Required action — Every line between the one containing "of the t-shirt" and the last line of the data, both included, is to be set down exactly, and pictures are to be omitted.

Exercise materials —
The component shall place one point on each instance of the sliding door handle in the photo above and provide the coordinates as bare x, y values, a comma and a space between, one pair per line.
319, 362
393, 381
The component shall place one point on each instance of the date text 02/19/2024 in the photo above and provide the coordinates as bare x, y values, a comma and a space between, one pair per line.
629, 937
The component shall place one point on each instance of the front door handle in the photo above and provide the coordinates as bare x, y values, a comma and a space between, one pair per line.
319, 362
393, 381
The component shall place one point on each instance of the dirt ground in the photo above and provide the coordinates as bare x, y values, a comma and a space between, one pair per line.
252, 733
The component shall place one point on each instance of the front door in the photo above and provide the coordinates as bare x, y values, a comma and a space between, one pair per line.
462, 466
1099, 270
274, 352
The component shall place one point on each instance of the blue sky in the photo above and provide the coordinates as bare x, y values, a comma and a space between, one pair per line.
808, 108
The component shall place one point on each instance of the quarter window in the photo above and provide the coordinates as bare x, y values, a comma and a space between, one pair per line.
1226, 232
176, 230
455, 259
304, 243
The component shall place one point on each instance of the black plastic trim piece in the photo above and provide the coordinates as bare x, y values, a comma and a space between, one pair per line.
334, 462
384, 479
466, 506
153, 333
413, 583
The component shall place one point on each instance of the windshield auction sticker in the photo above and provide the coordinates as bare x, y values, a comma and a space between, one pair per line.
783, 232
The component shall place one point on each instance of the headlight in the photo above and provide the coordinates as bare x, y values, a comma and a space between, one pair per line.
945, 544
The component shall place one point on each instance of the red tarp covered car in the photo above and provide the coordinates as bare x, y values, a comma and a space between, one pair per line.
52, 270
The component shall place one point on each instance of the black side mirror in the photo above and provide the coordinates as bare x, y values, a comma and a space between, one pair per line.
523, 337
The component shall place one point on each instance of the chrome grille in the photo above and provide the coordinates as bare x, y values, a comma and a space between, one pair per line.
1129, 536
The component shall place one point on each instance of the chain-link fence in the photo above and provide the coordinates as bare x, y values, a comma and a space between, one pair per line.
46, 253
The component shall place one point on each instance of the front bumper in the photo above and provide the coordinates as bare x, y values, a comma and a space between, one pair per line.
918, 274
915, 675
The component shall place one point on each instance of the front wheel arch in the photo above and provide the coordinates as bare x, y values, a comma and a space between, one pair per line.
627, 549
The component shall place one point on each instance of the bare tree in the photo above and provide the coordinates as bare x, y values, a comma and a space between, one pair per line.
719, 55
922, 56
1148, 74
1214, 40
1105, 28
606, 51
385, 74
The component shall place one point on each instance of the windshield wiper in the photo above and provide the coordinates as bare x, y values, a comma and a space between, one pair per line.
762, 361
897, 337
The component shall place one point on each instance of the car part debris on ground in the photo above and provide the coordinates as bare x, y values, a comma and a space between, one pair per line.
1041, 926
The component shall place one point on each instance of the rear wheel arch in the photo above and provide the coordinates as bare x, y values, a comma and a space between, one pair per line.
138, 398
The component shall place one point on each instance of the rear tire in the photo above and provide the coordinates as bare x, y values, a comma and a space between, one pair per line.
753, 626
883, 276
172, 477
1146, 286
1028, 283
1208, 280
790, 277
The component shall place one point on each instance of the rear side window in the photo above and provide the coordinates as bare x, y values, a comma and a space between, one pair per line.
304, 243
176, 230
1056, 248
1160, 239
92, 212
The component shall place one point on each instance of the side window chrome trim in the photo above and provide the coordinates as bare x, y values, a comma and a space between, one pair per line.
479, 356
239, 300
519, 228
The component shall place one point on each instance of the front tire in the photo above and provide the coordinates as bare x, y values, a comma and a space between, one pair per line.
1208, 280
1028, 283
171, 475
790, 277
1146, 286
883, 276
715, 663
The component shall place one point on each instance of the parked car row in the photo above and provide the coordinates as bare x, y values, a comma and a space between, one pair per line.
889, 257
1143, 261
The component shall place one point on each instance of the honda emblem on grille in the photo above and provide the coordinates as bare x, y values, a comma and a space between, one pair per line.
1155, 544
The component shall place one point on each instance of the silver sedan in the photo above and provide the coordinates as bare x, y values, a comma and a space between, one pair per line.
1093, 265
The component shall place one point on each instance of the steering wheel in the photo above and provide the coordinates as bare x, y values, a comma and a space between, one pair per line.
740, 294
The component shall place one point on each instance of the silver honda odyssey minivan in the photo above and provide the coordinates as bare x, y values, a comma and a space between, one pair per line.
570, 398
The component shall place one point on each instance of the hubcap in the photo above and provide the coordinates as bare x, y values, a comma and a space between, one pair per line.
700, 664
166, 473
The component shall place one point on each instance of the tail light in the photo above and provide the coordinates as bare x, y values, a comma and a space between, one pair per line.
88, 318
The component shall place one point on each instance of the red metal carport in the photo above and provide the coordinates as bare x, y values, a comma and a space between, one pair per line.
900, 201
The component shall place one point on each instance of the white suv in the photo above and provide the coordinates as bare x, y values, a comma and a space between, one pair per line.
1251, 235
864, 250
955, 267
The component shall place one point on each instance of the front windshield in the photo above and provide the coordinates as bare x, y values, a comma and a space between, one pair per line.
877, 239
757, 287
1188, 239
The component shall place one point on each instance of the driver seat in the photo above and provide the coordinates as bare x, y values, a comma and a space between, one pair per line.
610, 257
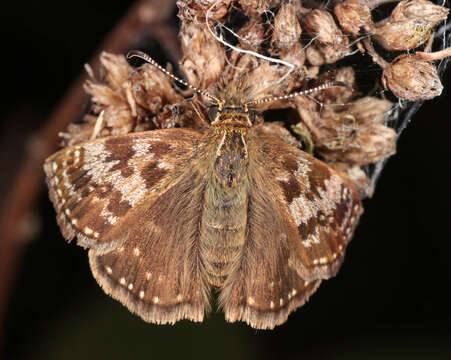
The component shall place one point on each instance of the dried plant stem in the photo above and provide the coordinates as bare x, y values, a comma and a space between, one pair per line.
145, 16
438, 55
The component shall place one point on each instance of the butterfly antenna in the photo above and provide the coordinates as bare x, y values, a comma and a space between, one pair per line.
147, 58
300, 93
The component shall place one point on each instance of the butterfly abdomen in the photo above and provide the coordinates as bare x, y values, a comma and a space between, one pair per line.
223, 230
224, 215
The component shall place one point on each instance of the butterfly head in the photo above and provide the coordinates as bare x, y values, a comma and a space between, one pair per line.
231, 107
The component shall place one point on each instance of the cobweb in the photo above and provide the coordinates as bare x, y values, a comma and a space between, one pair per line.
368, 74
403, 111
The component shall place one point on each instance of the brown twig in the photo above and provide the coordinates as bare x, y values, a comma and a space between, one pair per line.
145, 16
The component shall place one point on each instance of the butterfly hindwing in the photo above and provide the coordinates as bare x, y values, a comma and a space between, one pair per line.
124, 193
264, 289
156, 273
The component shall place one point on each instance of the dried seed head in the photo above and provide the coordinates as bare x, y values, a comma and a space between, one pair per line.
356, 177
314, 56
295, 55
368, 144
287, 30
329, 39
371, 110
115, 69
255, 8
410, 25
337, 94
419, 10
403, 35
321, 25
251, 35
196, 10
353, 15
412, 79
152, 90
204, 57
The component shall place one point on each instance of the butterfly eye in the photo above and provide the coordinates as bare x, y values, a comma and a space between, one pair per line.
212, 113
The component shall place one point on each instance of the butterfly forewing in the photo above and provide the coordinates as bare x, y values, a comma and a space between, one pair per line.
156, 273
94, 185
264, 289
124, 192
321, 209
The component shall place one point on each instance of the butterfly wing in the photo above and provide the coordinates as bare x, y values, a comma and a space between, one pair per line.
301, 215
264, 289
320, 210
134, 201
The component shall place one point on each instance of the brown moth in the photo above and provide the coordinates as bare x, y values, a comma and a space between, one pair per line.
171, 215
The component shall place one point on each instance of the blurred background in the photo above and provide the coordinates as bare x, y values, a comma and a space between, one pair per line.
390, 300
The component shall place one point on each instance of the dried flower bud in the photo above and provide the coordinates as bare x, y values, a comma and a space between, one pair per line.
419, 10
295, 55
314, 56
403, 35
321, 25
251, 35
337, 94
369, 144
353, 15
286, 29
356, 177
410, 25
204, 57
370, 110
330, 40
412, 79
196, 10
254, 8
151, 89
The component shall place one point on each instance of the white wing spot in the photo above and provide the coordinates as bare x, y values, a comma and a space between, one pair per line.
164, 165
88, 231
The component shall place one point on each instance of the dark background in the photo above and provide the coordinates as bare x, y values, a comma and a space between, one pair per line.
390, 300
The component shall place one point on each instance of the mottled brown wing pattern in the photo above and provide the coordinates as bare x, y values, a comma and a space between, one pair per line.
119, 196
321, 210
95, 184
264, 289
156, 273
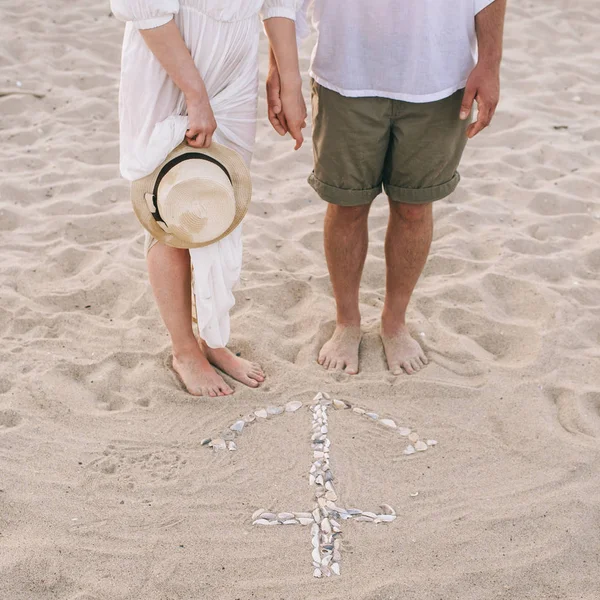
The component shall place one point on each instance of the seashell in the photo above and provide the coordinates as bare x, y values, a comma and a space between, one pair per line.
269, 516
285, 516
238, 426
257, 513
218, 444
303, 515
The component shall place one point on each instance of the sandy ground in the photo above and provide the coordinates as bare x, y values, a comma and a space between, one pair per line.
105, 492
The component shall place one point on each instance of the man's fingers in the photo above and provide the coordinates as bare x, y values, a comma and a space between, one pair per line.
483, 120
277, 126
296, 133
467, 103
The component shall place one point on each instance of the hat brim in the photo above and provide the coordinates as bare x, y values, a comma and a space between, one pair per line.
240, 180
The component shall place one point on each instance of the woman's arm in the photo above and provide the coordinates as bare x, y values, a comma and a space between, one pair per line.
166, 43
292, 116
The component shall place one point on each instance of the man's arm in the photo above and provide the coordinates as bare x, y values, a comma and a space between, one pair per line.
483, 84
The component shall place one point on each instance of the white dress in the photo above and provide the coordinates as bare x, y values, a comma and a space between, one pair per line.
222, 36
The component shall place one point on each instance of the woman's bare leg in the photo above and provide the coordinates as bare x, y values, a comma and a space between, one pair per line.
170, 276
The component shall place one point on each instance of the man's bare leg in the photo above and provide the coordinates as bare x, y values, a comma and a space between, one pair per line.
407, 244
346, 243
170, 277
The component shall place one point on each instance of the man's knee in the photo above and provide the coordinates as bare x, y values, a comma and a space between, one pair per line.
348, 213
411, 212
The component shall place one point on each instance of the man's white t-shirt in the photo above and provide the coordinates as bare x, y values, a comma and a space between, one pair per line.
412, 50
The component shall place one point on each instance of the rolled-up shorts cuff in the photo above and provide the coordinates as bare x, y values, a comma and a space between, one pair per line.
421, 195
343, 197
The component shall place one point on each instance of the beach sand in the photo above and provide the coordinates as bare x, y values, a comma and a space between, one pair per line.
105, 491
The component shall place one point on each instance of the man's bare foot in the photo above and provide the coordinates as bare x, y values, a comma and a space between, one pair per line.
197, 374
243, 370
341, 351
403, 351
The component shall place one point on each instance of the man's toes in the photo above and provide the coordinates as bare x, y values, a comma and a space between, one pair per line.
407, 367
415, 364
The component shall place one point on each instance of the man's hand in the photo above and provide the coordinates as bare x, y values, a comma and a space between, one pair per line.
483, 86
274, 98
201, 122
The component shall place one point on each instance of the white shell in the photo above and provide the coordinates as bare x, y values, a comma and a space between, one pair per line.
257, 513
293, 406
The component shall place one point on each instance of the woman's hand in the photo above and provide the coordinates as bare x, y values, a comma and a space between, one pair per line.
293, 110
202, 122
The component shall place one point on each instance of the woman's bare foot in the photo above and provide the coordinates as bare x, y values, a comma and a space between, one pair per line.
341, 351
248, 373
402, 351
197, 374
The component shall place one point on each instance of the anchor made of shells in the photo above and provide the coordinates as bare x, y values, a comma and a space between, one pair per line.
324, 518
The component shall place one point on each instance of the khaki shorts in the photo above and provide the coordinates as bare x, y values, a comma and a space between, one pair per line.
362, 145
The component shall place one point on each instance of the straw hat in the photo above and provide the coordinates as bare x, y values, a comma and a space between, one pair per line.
195, 197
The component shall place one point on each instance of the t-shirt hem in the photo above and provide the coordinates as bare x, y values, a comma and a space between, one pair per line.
416, 98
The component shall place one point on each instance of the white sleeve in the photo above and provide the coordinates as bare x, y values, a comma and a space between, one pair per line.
145, 14
280, 8
481, 4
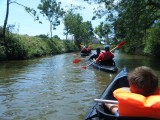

Exercise result —
The component shall place one point on each instance of the t-shirt hem in the photo above and provide the coordinates as bare x, y values, a comma and a space between, one pair per line.
416, 98
The component shall place one point on each instance of the white sleeve in the photo above and provide the coordinates as bare x, y values, a comma and a space between, one pair per line.
145, 14
280, 8
481, 4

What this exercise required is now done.